**EXERCISE DESCRIPTION:** The number of lines below holding the string "query" is the only answer wanted.

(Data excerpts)
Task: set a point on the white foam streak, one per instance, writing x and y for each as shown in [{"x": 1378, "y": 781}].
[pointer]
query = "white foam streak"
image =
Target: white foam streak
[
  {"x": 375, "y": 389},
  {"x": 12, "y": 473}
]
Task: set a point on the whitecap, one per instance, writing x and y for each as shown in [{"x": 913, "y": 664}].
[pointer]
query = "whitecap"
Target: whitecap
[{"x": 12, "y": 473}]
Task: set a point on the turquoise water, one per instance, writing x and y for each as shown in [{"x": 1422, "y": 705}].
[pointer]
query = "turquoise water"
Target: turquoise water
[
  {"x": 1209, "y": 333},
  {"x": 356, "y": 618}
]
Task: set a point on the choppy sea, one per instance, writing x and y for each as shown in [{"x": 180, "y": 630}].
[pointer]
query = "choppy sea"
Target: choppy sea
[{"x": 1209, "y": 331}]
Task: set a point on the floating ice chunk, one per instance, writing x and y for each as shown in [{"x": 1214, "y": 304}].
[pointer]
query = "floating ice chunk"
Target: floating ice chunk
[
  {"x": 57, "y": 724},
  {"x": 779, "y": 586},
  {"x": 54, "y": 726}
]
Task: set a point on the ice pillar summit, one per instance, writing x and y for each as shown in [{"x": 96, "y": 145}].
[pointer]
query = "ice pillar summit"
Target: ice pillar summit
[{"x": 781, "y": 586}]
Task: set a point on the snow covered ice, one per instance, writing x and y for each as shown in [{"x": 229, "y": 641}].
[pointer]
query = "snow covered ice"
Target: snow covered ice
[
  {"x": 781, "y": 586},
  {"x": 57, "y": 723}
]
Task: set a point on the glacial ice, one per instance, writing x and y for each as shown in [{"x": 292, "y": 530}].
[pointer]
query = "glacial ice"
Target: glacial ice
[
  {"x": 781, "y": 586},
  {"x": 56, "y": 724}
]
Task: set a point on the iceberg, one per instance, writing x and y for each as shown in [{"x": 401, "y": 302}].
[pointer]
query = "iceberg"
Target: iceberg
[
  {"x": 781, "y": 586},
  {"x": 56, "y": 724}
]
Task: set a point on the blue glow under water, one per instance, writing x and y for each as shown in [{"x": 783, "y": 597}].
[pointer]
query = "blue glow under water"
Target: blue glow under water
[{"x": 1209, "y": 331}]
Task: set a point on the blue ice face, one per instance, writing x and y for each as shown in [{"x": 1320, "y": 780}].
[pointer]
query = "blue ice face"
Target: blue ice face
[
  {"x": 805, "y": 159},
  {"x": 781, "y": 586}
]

**WRITTEN ANSWER:** 11